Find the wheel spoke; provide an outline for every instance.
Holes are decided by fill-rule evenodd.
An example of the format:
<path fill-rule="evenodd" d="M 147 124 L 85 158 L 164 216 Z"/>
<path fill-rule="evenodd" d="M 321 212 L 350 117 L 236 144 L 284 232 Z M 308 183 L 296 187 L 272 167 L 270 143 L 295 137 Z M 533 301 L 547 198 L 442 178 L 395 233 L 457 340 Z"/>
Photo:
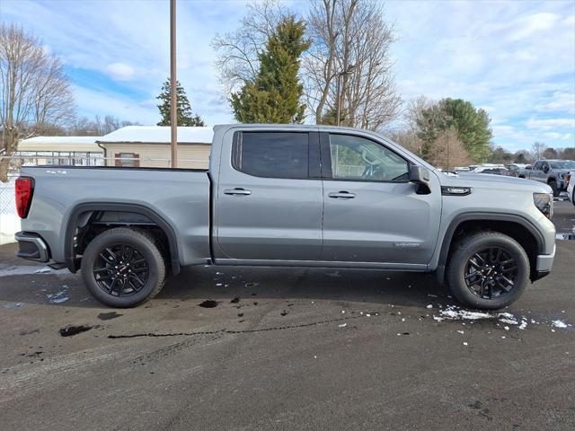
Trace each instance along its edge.
<path fill-rule="evenodd" d="M 497 286 L 499 286 L 502 290 L 504 290 L 505 293 L 507 293 L 509 290 L 511 290 L 511 287 L 509 287 L 509 286 L 505 286 L 503 283 L 501 283 L 501 278 L 498 278 L 495 281 L 497 283 Z"/>
<path fill-rule="evenodd" d="M 511 287 L 515 286 L 515 283 L 513 283 L 511 280 L 509 280 L 507 277 L 505 276 L 501 276 L 501 279 L 505 280 L 505 282 L 509 285 Z"/>
<path fill-rule="evenodd" d="M 482 258 L 482 257 L 479 255 L 479 253 L 475 253 L 475 254 L 473 254 L 473 257 L 474 257 L 475 259 L 479 259 L 479 264 L 480 264 L 480 265 L 486 265 L 486 264 L 487 264 L 487 262 L 485 261 L 485 259 L 484 259 L 483 258 Z M 471 260 L 470 260 L 470 261 L 471 261 Z"/>
<path fill-rule="evenodd" d="M 139 277 L 137 277 L 137 275 L 136 275 L 134 273 L 131 273 L 130 277 L 128 278 L 130 280 L 134 279 L 134 280 L 137 281 L 137 283 L 139 285 L 139 287 L 142 287 L 144 286 L 144 282 L 142 281 L 142 279 Z M 137 287 L 137 288 L 139 288 L 139 287 Z"/>
<path fill-rule="evenodd" d="M 471 274 L 467 274 L 467 275 L 465 276 L 465 279 L 466 279 L 466 280 L 468 280 L 468 279 L 469 279 L 469 278 L 471 278 L 472 277 L 477 276 L 478 274 L 479 274 L 479 271 L 474 271 L 474 272 L 472 272 Z"/>
<path fill-rule="evenodd" d="M 503 274 L 507 274 L 508 272 L 511 272 L 511 271 L 513 271 L 513 270 L 515 270 L 517 268 L 518 268 L 518 267 L 505 268 L 501 269 L 501 272 Z"/>
<path fill-rule="evenodd" d="M 134 248 L 128 247 L 128 253 L 125 255 L 124 259 L 127 262 L 130 262 L 134 258 Z"/>

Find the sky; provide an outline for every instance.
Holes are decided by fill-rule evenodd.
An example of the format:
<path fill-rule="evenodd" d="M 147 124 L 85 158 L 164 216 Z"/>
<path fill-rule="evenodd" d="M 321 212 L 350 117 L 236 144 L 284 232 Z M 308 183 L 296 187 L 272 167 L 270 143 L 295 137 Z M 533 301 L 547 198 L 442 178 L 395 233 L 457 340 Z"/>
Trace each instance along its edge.
<path fill-rule="evenodd" d="M 233 31 L 243 0 L 177 4 L 178 80 L 208 126 L 233 122 L 217 80 L 217 33 Z M 306 2 L 286 5 L 305 13 Z M 493 143 L 509 151 L 575 146 L 575 1 L 385 2 L 402 98 L 462 98 L 491 118 Z M 78 114 L 159 120 L 169 75 L 166 0 L 0 0 L 0 20 L 17 22 L 63 58 Z"/>

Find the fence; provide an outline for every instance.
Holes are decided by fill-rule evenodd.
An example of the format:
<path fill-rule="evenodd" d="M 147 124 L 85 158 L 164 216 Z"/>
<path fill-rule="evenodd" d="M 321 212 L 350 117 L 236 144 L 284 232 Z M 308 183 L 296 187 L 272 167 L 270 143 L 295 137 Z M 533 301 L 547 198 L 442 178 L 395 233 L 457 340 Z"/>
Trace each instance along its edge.
<path fill-rule="evenodd" d="M 180 159 L 179 166 L 208 167 L 208 160 Z M 20 231 L 20 217 L 16 213 L 15 181 L 20 169 L 25 166 L 58 165 L 58 166 L 121 166 L 141 168 L 169 168 L 170 159 L 153 158 L 104 158 L 102 155 L 82 156 L 77 154 L 56 155 L 54 154 L 25 154 L 13 156 L 0 156 L 0 244 L 14 242 L 14 233 Z M 7 172 L 5 172 L 7 167 Z M 7 181 L 2 181 L 2 179 Z"/>

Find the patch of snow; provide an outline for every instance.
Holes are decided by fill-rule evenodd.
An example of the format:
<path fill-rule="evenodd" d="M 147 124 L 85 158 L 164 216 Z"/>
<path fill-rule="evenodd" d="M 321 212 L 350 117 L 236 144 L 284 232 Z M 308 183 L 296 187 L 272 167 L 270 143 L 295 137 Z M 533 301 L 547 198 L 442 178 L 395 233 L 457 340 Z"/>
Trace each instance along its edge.
<path fill-rule="evenodd" d="M 518 325 L 519 322 L 518 321 L 516 321 L 515 319 L 500 319 L 500 321 L 502 321 L 503 323 L 507 323 L 509 325 Z"/>
<path fill-rule="evenodd" d="M 559 319 L 552 321 L 551 324 L 555 328 L 567 328 L 567 323 L 565 323 L 562 321 L 560 321 Z"/>

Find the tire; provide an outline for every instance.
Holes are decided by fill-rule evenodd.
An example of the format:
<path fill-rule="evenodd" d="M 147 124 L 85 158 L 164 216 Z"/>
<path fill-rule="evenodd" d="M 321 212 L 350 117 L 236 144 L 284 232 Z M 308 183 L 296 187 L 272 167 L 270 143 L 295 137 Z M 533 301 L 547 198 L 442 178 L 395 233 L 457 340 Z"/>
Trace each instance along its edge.
<path fill-rule="evenodd" d="M 553 190 L 553 197 L 557 198 L 561 194 L 561 191 L 557 188 L 557 181 L 549 181 L 549 187 Z"/>
<path fill-rule="evenodd" d="M 165 260 L 155 238 L 126 227 L 105 231 L 92 240 L 81 270 L 86 288 L 98 301 L 119 308 L 154 298 L 166 277 Z"/>
<path fill-rule="evenodd" d="M 447 284 L 456 298 L 468 307 L 503 308 L 517 301 L 529 282 L 525 250 L 499 232 L 481 232 L 464 238 L 447 263 Z"/>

YOUR GOAL: Please reproduce the entire listing above word for word, leaving out the pictures.

ANSWER TO THIS EXERCISE:
Find the wheel spoke; provide an outline for every instance.
Holes are decided by fill-rule evenodd.
An example of the format:
<path fill-rule="evenodd" d="M 147 124 L 85 158 L 164 216 Z"/>
<path fill-rule="evenodd" d="M 321 212 L 350 117 L 236 144 L 284 232 Z M 308 183 L 296 187 L 272 167 L 270 143 L 295 137 Z M 533 301 L 547 198 L 442 178 L 395 233 L 457 340 Z"/>
Photo:
Trace each instance along its edge.
<path fill-rule="evenodd" d="M 497 286 L 499 286 L 502 290 L 504 290 L 505 293 L 507 293 L 509 290 L 511 290 L 511 287 L 509 287 L 509 286 L 505 286 L 503 283 L 501 283 L 501 278 L 498 278 L 495 281 L 497 283 Z"/>
<path fill-rule="evenodd" d="M 511 287 L 515 286 L 515 283 L 513 283 L 511 280 L 509 280 L 507 277 L 505 276 L 501 276 L 501 279 L 505 280 L 505 282 L 509 285 Z"/>
<path fill-rule="evenodd" d="M 482 258 L 482 257 L 479 255 L 479 253 L 475 253 L 475 254 L 473 254 L 473 257 L 474 257 L 475 259 L 479 259 L 479 264 L 480 264 L 480 265 L 486 265 L 486 264 L 487 264 L 487 262 L 485 261 L 485 259 L 484 259 L 483 258 Z M 471 260 L 470 260 L 470 261 L 471 261 Z"/>
<path fill-rule="evenodd" d="M 139 277 L 137 277 L 137 275 L 136 275 L 134 273 L 131 273 L 130 277 L 128 278 L 130 280 L 134 279 L 134 280 L 137 281 L 137 283 L 139 285 L 139 287 L 142 287 L 144 286 L 144 282 L 142 281 L 142 279 Z M 137 287 L 137 288 L 139 288 L 139 287 Z"/>
<path fill-rule="evenodd" d="M 471 274 L 467 274 L 467 275 L 465 276 L 465 279 L 466 279 L 466 280 L 468 280 L 468 279 L 469 279 L 469 278 L 471 278 L 472 277 L 477 276 L 478 274 L 479 274 L 479 271 L 474 271 L 474 272 L 472 272 Z"/>
<path fill-rule="evenodd" d="M 503 274 L 507 274 L 508 272 L 511 272 L 511 271 L 513 271 L 513 270 L 515 270 L 517 268 L 518 268 L 518 267 L 505 268 L 501 269 L 501 272 Z"/>
<path fill-rule="evenodd" d="M 134 248 L 128 247 L 128 253 L 125 255 L 124 259 L 127 262 L 130 262 L 134 258 Z"/>

Find the sky; provide an outline for every instance.
Holes are decided by fill-rule evenodd.
An example of the format:
<path fill-rule="evenodd" d="M 147 124 L 85 158 L 164 216 Z"/>
<path fill-rule="evenodd" d="M 321 212 L 350 117 L 236 144 L 284 232 Z M 308 183 L 296 187 L 272 167 L 270 143 L 295 137 Z M 533 301 L 547 198 L 442 178 L 395 233 L 457 340 Z"/>
Trace each instance along its edge.
<path fill-rule="evenodd" d="M 233 31 L 243 0 L 177 4 L 178 80 L 208 126 L 233 122 L 217 80 L 217 33 Z M 306 2 L 286 5 L 305 13 Z M 493 143 L 509 151 L 575 146 L 575 1 L 385 2 L 402 98 L 462 98 L 491 118 Z M 78 114 L 159 120 L 169 75 L 166 0 L 0 0 L 0 20 L 17 22 L 63 58 Z"/>

Find the fence; provide an outline for every instance.
Holes are decided by fill-rule evenodd.
An example of the format:
<path fill-rule="evenodd" d="M 147 124 L 85 158 L 164 216 Z"/>
<path fill-rule="evenodd" d="M 321 212 L 350 117 L 236 144 L 284 232 Z M 308 183 L 296 187 L 272 167 L 270 143 L 295 137 Z M 533 301 L 547 198 L 442 178 L 395 233 L 457 340 Z"/>
Trace each instance along its edge.
<path fill-rule="evenodd" d="M 180 159 L 179 166 L 208 167 L 208 160 Z M 20 231 L 20 217 L 16 213 L 15 181 L 20 169 L 25 166 L 58 165 L 58 166 L 121 166 L 141 168 L 169 168 L 170 159 L 153 158 L 104 158 L 102 155 L 82 156 L 77 154 L 56 155 L 54 154 L 25 154 L 13 156 L 0 156 L 0 244 L 14 242 L 14 233 Z M 7 172 L 5 172 L 7 167 Z M 7 181 L 2 181 L 2 179 Z"/>

Find the patch of snow; provide an outline for every instance.
Holes are decided by fill-rule evenodd.
An example of the format:
<path fill-rule="evenodd" d="M 147 124 L 85 158 L 164 216 Z"/>
<path fill-rule="evenodd" d="M 321 212 L 350 117 L 236 144 L 284 232 Z M 308 183 L 296 187 L 272 167 L 270 143 L 295 137 Z M 533 301 L 547 198 L 442 178 L 395 233 L 457 340 Z"/>
Trace each instance along its edge.
<path fill-rule="evenodd" d="M 518 325 L 519 322 L 518 321 L 516 321 L 515 319 L 500 319 L 500 321 L 502 321 L 503 323 L 507 323 L 509 325 Z"/>
<path fill-rule="evenodd" d="M 559 319 L 552 321 L 551 324 L 555 328 L 567 328 L 567 323 L 565 323 L 562 321 L 560 321 Z"/>

Find the tire; provide an outline for every instance.
Holes are decided by fill-rule evenodd.
An example of the format:
<path fill-rule="evenodd" d="M 147 124 L 85 158 L 164 216 Z"/>
<path fill-rule="evenodd" d="M 321 212 L 350 117 L 236 144 L 284 232 Z M 308 183 L 296 187 L 272 167 L 270 143 L 295 137 Z M 533 301 L 547 198 L 442 178 L 395 233 L 457 340 Z"/>
Trace each instance along its edge.
<path fill-rule="evenodd" d="M 553 190 L 553 197 L 557 198 L 561 194 L 561 191 L 557 188 L 557 181 L 549 181 L 549 187 Z"/>
<path fill-rule="evenodd" d="M 165 260 L 155 238 L 126 227 L 105 231 L 92 240 L 81 270 L 86 288 L 98 301 L 119 308 L 154 298 L 166 277 Z"/>
<path fill-rule="evenodd" d="M 447 284 L 456 298 L 468 307 L 503 308 L 517 301 L 529 282 L 525 250 L 499 232 L 481 232 L 464 238 L 447 263 Z"/>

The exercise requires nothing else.